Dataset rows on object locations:
+++
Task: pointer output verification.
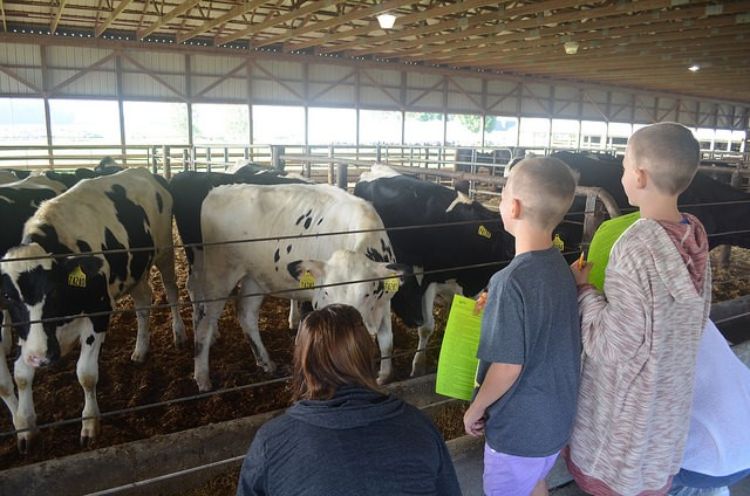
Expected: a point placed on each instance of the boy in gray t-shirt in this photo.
(529, 351)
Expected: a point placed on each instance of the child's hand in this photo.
(581, 272)
(481, 303)
(474, 421)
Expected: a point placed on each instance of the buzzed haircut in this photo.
(546, 187)
(669, 152)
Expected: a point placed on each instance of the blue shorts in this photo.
(509, 475)
(686, 478)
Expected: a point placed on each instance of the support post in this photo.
(342, 179)
(276, 152)
(167, 162)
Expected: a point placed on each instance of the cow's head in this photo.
(370, 298)
(45, 295)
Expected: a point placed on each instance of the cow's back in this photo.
(128, 210)
(248, 212)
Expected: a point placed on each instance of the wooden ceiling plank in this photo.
(373, 25)
(105, 25)
(168, 17)
(237, 11)
(273, 21)
(56, 19)
(454, 48)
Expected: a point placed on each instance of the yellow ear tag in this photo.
(307, 280)
(558, 243)
(77, 278)
(391, 284)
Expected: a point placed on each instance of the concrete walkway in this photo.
(467, 453)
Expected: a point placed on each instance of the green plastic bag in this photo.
(457, 365)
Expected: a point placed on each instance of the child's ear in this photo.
(641, 178)
(515, 208)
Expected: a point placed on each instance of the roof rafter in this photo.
(273, 21)
(166, 18)
(56, 19)
(231, 14)
(105, 25)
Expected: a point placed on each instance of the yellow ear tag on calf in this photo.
(558, 243)
(77, 278)
(391, 285)
(307, 280)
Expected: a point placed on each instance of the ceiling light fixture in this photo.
(386, 20)
(571, 47)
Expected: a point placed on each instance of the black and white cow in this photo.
(401, 201)
(723, 210)
(243, 211)
(189, 189)
(18, 202)
(60, 294)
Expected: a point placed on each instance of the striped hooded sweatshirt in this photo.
(640, 344)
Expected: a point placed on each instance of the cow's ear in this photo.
(314, 268)
(78, 272)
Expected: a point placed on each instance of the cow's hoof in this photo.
(418, 370)
(204, 384)
(138, 357)
(24, 443)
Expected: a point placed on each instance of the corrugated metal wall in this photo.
(79, 72)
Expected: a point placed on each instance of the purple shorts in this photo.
(509, 475)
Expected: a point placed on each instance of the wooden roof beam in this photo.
(231, 14)
(105, 25)
(372, 11)
(56, 19)
(166, 18)
(273, 21)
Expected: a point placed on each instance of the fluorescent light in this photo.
(386, 20)
(571, 47)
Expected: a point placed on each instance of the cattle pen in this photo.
(212, 96)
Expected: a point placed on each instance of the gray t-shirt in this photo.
(531, 319)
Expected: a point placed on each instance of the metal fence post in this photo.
(167, 162)
(342, 179)
(154, 163)
(594, 216)
(276, 152)
(308, 165)
(331, 171)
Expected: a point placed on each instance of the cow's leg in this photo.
(25, 416)
(141, 294)
(7, 391)
(87, 370)
(385, 342)
(419, 364)
(217, 289)
(294, 314)
(165, 264)
(5, 334)
(247, 312)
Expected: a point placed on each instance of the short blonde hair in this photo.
(546, 187)
(669, 152)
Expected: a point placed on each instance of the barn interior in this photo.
(310, 86)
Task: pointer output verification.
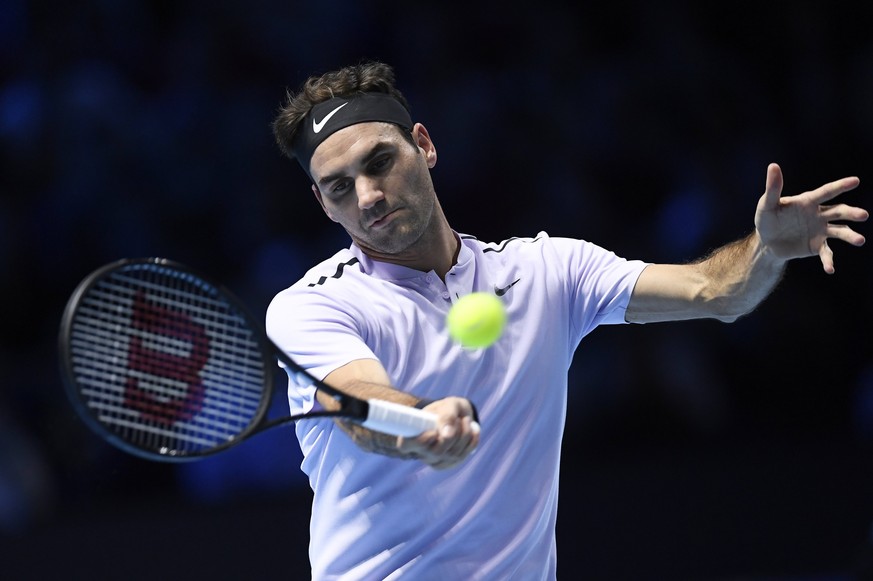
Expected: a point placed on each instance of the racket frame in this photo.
(350, 406)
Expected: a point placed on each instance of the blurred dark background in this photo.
(693, 450)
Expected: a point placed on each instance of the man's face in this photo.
(377, 185)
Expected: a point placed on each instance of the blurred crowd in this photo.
(136, 128)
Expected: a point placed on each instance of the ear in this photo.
(321, 202)
(424, 142)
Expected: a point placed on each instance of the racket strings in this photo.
(164, 362)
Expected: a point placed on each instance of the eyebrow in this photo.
(375, 151)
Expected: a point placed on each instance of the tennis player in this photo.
(455, 503)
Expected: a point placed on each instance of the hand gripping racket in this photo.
(167, 365)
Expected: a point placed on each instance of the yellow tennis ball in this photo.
(476, 320)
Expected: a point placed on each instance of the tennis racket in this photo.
(167, 365)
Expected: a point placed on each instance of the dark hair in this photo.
(366, 77)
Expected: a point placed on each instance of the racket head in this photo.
(162, 362)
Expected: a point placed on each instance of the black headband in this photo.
(328, 117)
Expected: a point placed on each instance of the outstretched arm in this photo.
(455, 437)
(734, 279)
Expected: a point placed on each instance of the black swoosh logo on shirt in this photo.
(502, 291)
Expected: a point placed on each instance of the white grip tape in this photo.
(400, 420)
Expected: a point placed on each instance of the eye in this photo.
(340, 187)
(381, 164)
+++
- **Given task**:
Reproduce every row above word for word, omitting the pictures.

- **Answer for this exercise**:
Task: pointer output verification.
Expected: a point placed on each instance of the boy in gray t-shirt in this photo.
(529, 351)
Expected: a point placed on each instance of the child's hand in this photo.
(581, 272)
(481, 303)
(474, 421)
Expected: a point placed on each instance of the buzzed haircut in this photo.
(546, 187)
(669, 152)
Expected: a point placed on each instance of the blue shorts in this photo.
(509, 475)
(686, 478)
Expected: a point placed on each instance of the support post in this photo.
(342, 179)
(276, 152)
(167, 162)
Expected: a point placed on each instance of the cow's head in this photo.
(370, 298)
(45, 295)
Expected: a point placed on each instance of the cow's back in this photo.
(128, 210)
(248, 212)
Expected: a point placed on each instance of the wooden ceiling plank in this photo.
(373, 25)
(105, 25)
(168, 17)
(237, 11)
(273, 21)
(56, 19)
(454, 48)
Expected: a point placed on each instance of the yellow ear tag in this photo.
(307, 280)
(558, 243)
(77, 278)
(391, 284)
Expected: a point placed on each instance of the concrete walkway in this photo.
(467, 453)
Expected: a point placed on each instance of the green plastic bag in this photo.
(457, 365)
Expected: a point placed on each instance of the child's ear in this photo.
(641, 178)
(515, 208)
Expected: a point placed on each instance of the roof rafter in this photo.
(273, 21)
(166, 18)
(56, 19)
(231, 14)
(105, 25)
Expected: a point placed on each instance of the yellow ear tag on calf in this photo.
(558, 243)
(77, 278)
(391, 285)
(307, 280)
Expected: a point placed on each instance of the ceiling light fixture in this photo.
(386, 20)
(571, 47)
Expected: a point placed on each instance of the black and white cow in this photo.
(401, 201)
(723, 210)
(243, 211)
(189, 189)
(18, 202)
(60, 294)
Expected: a point placed on each instance of the striped hooded sweatshirt in this photo.
(640, 344)
Expected: a point placed on each instance of the cow's ear in this photo.
(314, 268)
(78, 272)
Expected: a point placed on each instance of the cow's hoof in this photo.
(418, 370)
(204, 384)
(138, 357)
(24, 443)
Expected: a point placed on each instance of the corrugated metal wall in this photo.
(79, 72)
Expected: a point placed on each instance of the purple shorts in this photo.
(509, 475)
Expected: a point placed on each instance of the wooden roof beam in this photo.
(231, 14)
(105, 25)
(372, 11)
(56, 19)
(166, 18)
(273, 21)
Expected: a point placed on each instance of the fluorescent light in this photo.
(386, 20)
(571, 47)
Expected: a point placed on each instance of the cattle pen in this photo.
(212, 96)
Expected: a point placed on each instance of the gray t-shirt in this photo.
(531, 319)
Expected: a point placed on each instance of the metal fence post in this photo.
(167, 162)
(342, 179)
(154, 163)
(594, 216)
(276, 152)
(308, 165)
(331, 171)
Expected: a point placed on each instance of the cow's leg in this photo.
(25, 416)
(141, 294)
(7, 391)
(87, 370)
(385, 342)
(419, 364)
(217, 289)
(294, 314)
(165, 264)
(5, 334)
(247, 312)
Expected: a point placed on each instance of the short blonde hair in this photo.
(546, 187)
(669, 152)
Expected: a point placed on each instance of the barn interior in this photo.
(310, 86)
Task: pointer output verification.
Expected: a point placed on each instance of the racket frame in this photo.
(350, 406)
Expected: a point placed on each instance of the blurred dark background in this photo.
(693, 450)
Expected: a point placed on each instance of the man's face in this photo.
(377, 185)
Expected: a point placed on each instance of the blurred crowd in this photo.
(136, 128)
Expected: a point placed on each instance of the ear in this photo.
(321, 202)
(424, 142)
Expected: a point placed on each instance of the racket strings in this photo.
(164, 362)
Expected: a point placed on each instance of the eyebrow in this photo.
(375, 151)
Expected: a point placed on each instance of the tennis player in this photo.
(455, 503)
Expected: a point placed on each instance of the hand gripping racket in this photo.
(167, 365)
Expected: a point placed on each instance of the yellow tennis ball in this photo.
(476, 320)
Expected: a point placed on each instance of the tennis racket in this photo.
(167, 365)
Expected: a point placed on each instance of the dark hair in this photo.
(366, 77)
Expected: a point placed on each instance of the racket head in this photo.
(162, 362)
Expected: a point placed on each instance of the black headband in this photo.
(328, 117)
Expected: a point placed on each instance of the outstretched arm in this photo.
(455, 437)
(734, 279)
Expected: a point placed on each instance of the black swoosh logo on shirt in this photo.
(502, 291)
Expected: a point placed on each instance of the white grip tape in this photo.
(400, 420)
Expected: a point placed on each instance of the eye in this photo.
(340, 187)
(381, 164)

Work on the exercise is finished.